Retype the records below exactly as they appear, but leave out any pictures.

Entries from an annotation dataset

>> Start

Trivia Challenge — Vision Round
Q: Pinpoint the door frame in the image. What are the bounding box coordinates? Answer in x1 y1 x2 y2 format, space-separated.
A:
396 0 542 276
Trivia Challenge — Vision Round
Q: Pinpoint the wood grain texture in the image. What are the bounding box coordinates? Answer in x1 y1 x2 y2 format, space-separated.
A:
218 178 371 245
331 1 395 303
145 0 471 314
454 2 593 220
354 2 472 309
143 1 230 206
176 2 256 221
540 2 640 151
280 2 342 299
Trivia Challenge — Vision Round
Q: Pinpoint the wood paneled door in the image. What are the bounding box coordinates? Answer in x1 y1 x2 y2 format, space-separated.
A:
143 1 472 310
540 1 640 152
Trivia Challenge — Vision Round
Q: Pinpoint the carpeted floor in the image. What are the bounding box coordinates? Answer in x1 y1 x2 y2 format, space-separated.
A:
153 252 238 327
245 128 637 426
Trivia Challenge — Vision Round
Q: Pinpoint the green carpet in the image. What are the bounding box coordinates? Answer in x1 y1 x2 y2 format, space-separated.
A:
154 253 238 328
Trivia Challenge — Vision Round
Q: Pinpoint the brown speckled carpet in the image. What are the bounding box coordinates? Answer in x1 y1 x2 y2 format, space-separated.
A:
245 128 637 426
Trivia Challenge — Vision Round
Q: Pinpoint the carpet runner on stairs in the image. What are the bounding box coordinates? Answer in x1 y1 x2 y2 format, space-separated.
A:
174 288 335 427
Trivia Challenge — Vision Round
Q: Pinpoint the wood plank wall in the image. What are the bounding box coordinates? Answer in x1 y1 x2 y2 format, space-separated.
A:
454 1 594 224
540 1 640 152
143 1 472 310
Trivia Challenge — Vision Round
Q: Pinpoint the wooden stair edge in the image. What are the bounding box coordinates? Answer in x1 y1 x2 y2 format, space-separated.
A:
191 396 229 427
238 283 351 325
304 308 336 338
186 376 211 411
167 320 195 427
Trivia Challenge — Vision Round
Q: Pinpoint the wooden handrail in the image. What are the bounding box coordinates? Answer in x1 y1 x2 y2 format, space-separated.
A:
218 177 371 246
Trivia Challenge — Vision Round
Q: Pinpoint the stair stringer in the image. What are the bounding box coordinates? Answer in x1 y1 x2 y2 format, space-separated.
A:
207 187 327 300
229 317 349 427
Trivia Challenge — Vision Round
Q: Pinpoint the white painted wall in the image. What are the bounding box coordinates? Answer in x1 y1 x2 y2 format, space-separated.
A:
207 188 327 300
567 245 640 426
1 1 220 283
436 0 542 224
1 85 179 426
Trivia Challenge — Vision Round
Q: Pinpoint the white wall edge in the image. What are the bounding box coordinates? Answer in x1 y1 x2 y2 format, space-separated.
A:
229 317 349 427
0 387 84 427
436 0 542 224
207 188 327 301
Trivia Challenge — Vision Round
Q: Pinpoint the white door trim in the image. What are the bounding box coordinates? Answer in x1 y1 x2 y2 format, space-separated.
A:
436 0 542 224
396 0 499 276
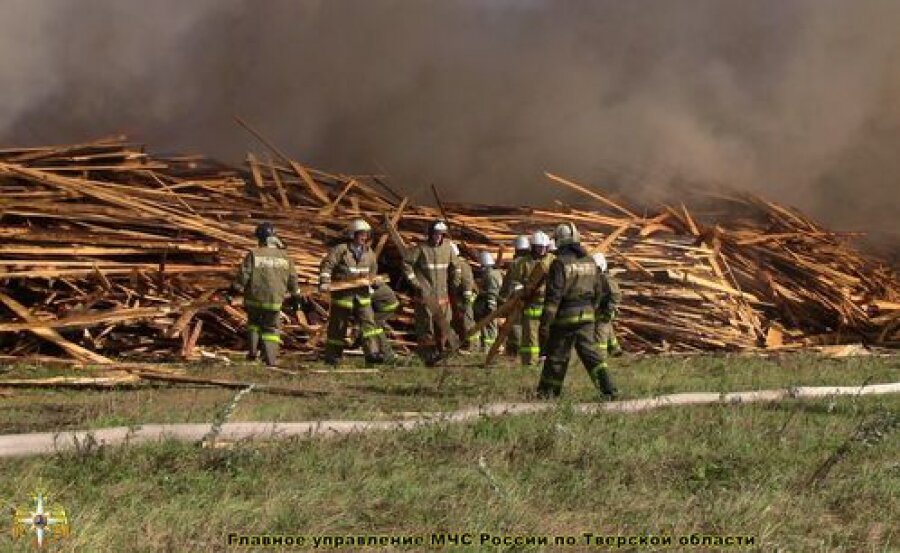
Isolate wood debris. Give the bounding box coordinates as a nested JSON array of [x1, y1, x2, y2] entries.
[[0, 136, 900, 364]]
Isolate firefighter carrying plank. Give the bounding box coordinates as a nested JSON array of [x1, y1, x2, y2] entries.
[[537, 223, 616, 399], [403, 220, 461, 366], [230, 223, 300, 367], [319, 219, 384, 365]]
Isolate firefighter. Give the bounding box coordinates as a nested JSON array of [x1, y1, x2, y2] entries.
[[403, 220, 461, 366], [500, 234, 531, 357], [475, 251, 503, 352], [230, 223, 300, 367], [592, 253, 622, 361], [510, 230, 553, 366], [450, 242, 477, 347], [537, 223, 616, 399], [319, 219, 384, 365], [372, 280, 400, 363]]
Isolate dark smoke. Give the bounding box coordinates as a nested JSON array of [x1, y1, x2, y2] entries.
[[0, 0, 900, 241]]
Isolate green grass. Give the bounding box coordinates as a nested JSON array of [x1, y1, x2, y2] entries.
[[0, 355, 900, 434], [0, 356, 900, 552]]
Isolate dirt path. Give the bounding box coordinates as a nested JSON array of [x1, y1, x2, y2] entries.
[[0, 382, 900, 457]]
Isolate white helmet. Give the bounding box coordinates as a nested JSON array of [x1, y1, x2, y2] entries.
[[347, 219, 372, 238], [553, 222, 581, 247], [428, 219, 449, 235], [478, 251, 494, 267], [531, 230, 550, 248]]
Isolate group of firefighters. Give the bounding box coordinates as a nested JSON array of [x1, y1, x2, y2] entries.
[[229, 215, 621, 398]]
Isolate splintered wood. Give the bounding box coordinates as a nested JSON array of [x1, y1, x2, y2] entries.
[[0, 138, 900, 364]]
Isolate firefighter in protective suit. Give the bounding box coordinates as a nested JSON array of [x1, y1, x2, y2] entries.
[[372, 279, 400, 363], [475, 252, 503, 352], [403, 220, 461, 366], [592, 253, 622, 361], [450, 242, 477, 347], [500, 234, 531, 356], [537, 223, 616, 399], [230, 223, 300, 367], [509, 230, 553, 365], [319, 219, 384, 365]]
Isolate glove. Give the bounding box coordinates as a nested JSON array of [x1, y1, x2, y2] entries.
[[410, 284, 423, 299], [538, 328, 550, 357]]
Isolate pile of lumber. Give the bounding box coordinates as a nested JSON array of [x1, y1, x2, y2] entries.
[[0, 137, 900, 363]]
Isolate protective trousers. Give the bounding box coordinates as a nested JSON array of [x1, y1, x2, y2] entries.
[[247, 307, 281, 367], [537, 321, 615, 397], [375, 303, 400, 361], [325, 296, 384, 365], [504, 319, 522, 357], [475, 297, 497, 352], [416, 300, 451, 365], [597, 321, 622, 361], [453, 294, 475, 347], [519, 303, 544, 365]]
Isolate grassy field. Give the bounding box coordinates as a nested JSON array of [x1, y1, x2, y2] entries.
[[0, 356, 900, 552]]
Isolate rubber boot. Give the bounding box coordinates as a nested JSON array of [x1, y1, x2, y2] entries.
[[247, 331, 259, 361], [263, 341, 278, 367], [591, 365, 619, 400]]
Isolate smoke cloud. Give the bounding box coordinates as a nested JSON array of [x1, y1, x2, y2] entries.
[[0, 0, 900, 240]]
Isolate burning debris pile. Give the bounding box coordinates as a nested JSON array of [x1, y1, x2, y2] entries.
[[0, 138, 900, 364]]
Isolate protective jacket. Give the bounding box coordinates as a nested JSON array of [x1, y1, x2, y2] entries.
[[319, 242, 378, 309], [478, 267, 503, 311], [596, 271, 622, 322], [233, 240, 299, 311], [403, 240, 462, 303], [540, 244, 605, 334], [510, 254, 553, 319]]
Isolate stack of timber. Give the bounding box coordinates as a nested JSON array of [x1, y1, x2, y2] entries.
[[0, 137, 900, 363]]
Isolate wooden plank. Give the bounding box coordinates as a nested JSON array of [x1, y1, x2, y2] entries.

>> End

Response:
Trivia Challenge — Vision Round
Q: Pinpoint the door frame in the image. What are the bounding box coordinates? Answer in x1 y1 x2 y2 format, space-separated.
A:
396 0 542 276
Trivia Challenge — Vision Round
Q: Pinpoint the wood grain texture in the image. What are the bounding box coordinates? Answer in x1 y1 x2 y2 format, space-separated.
A:
218 178 371 245
331 1 395 303
145 0 471 314
454 2 593 220
354 2 472 309
143 1 230 206
176 2 256 221
540 2 640 151
280 2 342 299
Trivia Challenge — Vision Round
Q: Pinpoint the wood paneled door in the image. What are the bounding box coordinates? Answer in x1 y1 x2 y2 format, space-separated.
A:
143 1 472 310
540 1 640 152
Trivia Challenge — Vision Round
Q: Pinpoint the carpeted floor in the image. What are the bounding box coordinates? Answer in x1 y1 x2 y2 format, space-separated.
A:
153 252 238 327
245 128 637 426
Trivia Challenge — Vision Round
Q: Pinpoint the green carpet in the image. What are the bounding box coordinates? Answer in x1 y1 x2 y2 format, space-separated.
A:
154 253 238 328
Trivia Challenge — Vision Round
Q: Pinpoint the brown speckled carpet in the image. What are the bounding box coordinates? Answer in x1 y1 x2 y2 format, space-separated.
A:
245 128 637 426
Trivia Challenge — Vision Round
Q: Pinpoint the carpet runner on stairs in the image. What are the bounding box coordinates? Answer in x1 y1 x2 y2 format, space-separated.
A:
174 288 335 427
Trivia Challenge — Vision Round
Q: Pinpoint the wood plank wall in the image. What are the bounding box coordinates? Answer in x1 y1 x2 y2 format, space-separated.
A:
454 1 594 224
540 1 640 152
143 1 472 310
Trivia Challenge — Vision Round
Q: Pinpoint the wooden stair edge in the image. What are the bounding box coordinates? Answer in x1 y1 x2 y2 format, space-separated.
A:
191 396 229 427
238 283 351 325
304 308 336 338
186 376 211 411
167 320 195 427
Trivia Challenge — Vision Round
Q: Pinpoint the wooden handrail in the image. What are the bounding box coordinates? Answer in x1 y1 x2 y2 format, space-separated.
A:
218 177 371 246
Trivia Challenge — Vision Round
Q: Pinpoint the stair stringer in the image. What are the bounding box coordinates? Answer in x1 y1 x2 y2 format, space-separated.
A:
207 187 327 300
229 317 349 427
Trivia Challenge — Vision Round
Q: Pinpoint the white painted wall in the image. What are the bounding box coordinates? Answer in x1 y1 x2 y2 format, space-separated.
A:
207 188 327 300
567 245 640 426
1 1 220 283
436 0 542 224
1 85 179 426
Trivia Challenge — Vision Round
Q: Pinpoint the white wall edge in the image. What are the bounding box coordinates? Answer in x1 y1 x2 y2 format, space-separated.
A:
229 317 349 427
0 387 84 427
436 0 542 224
207 188 327 301
Trivia Challenge — Vision Round
Q: Pinpoint the white door trim in the image. What are the bounding box coordinates? Answer in x1 y1 x2 y2 format, space-separated.
A:
436 0 542 224
396 0 499 276
Isolate wood debris. Give the bounding box coordinates as a nested JSON array of [x1, y1, x2, y2] entries.
[[0, 136, 900, 364]]
Isolate firefighter carrying plank. Give the bounding box coordinates as a nested JSON array of [x1, y1, x2, y2] entries.
[[537, 223, 616, 399], [403, 220, 461, 366], [230, 223, 300, 367], [319, 219, 384, 365]]
Isolate firefighter. Give the bounding box coordinates as a nested JSON array of [x1, y1, x2, y2] entries.
[[403, 220, 461, 366], [500, 234, 531, 357], [475, 251, 503, 352], [230, 223, 300, 367], [592, 253, 622, 361], [510, 230, 553, 366], [450, 242, 477, 347], [537, 223, 616, 399], [319, 219, 384, 365], [372, 280, 400, 363]]
Isolate dark smoke. Give the bounding box coordinates as a nested JSON array of [x1, y1, x2, y2] entries.
[[0, 0, 900, 241]]
Isolate green grass. Give the bounding box coordinates as a nested JSON array of [x1, y1, x2, y2] entries.
[[0, 355, 900, 434], [0, 356, 900, 552]]
Isolate dirt path. Give the bounding box coordinates as a nested JSON array of [x1, y1, x2, y2] entries.
[[0, 382, 900, 457]]
Isolate white helmet. Give the bounding box coordinates as a nested JSON array of [x1, y1, x2, y2] entries.
[[347, 219, 372, 238], [553, 222, 581, 247], [428, 219, 449, 235], [478, 251, 494, 267], [531, 230, 550, 248]]
Isolate group of firefighters. Give the bounding box coordinates as a nested JSON array of [x1, y1, x2, y2] entries.
[[229, 215, 621, 398]]
Isolate splintered wood. Give the bounding box coordinates as a nested JSON array of [x1, y1, x2, y2] entries.
[[0, 138, 900, 364]]
Isolate firefighter in protective suit. Give the bounding box coordinates as a nested JSON array of [x1, y1, x2, y2] entries.
[[372, 279, 400, 363], [475, 252, 503, 352], [403, 220, 461, 366], [592, 253, 622, 361], [450, 242, 477, 347], [500, 234, 531, 356], [537, 223, 616, 399], [230, 223, 300, 367], [509, 230, 553, 365], [319, 219, 384, 365]]
Isolate glove. Give the bounding box coordinates as a nested JSON array of [x1, y1, x2, y2] entries.
[[410, 284, 423, 299], [538, 328, 550, 357]]
Isolate pile of lumber. Give the bounding box coordinates as a nested JSON array of [x1, y1, x2, y2] entries.
[[0, 137, 900, 363]]
Isolate protective trousers. Give the bounding box coordinates as a nested JSON array of [x1, y1, x2, y2] entries.
[[247, 307, 281, 367], [537, 321, 615, 397], [375, 303, 400, 361], [325, 296, 384, 365], [504, 319, 522, 357], [475, 297, 497, 352], [416, 300, 451, 365], [597, 321, 622, 361], [453, 294, 475, 347], [519, 303, 544, 365]]
Isolate grassy field. Give the bounding box coordinates as a nested JSON array of [x1, y1, x2, y2] entries.
[[0, 356, 900, 552]]
Isolate rubber boot. Give the bounding box coordinates as a nested JSON array of [x1, y1, x2, y2] entries.
[[247, 331, 259, 361], [263, 341, 278, 367], [591, 365, 619, 400]]
Isolate smoke cloud. Give the bounding box coordinates as a nested JSON array of [x1, y1, x2, y2] entries.
[[0, 0, 900, 240]]
Isolate burning debris pile. Give the bounding box coordinates as a nested JSON array of [x1, y1, x2, y2] entries.
[[0, 138, 900, 364]]
Isolate protective jacket. Give the bounding box coordinates as a nested JSON array of [x1, y1, x2, y2] entries.
[[319, 242, 378, 309], [478, 267, 503, 311], [596, 271, 622, 322], [233, 240, 299, 311], [403, 240, 462, 303], [540, 244, 605, 334], [510, 254, 553, 319]]
Isolate stack of timber. Give the bounding box coordinates as a nested JSON array of [x1, y1, x2, y2] entries.
[[0, 137, 900, 363]]
Isolate wooden plank. Give the bounding box coordinates as a nested JSON array of [x1, y1, x2, y2] entries.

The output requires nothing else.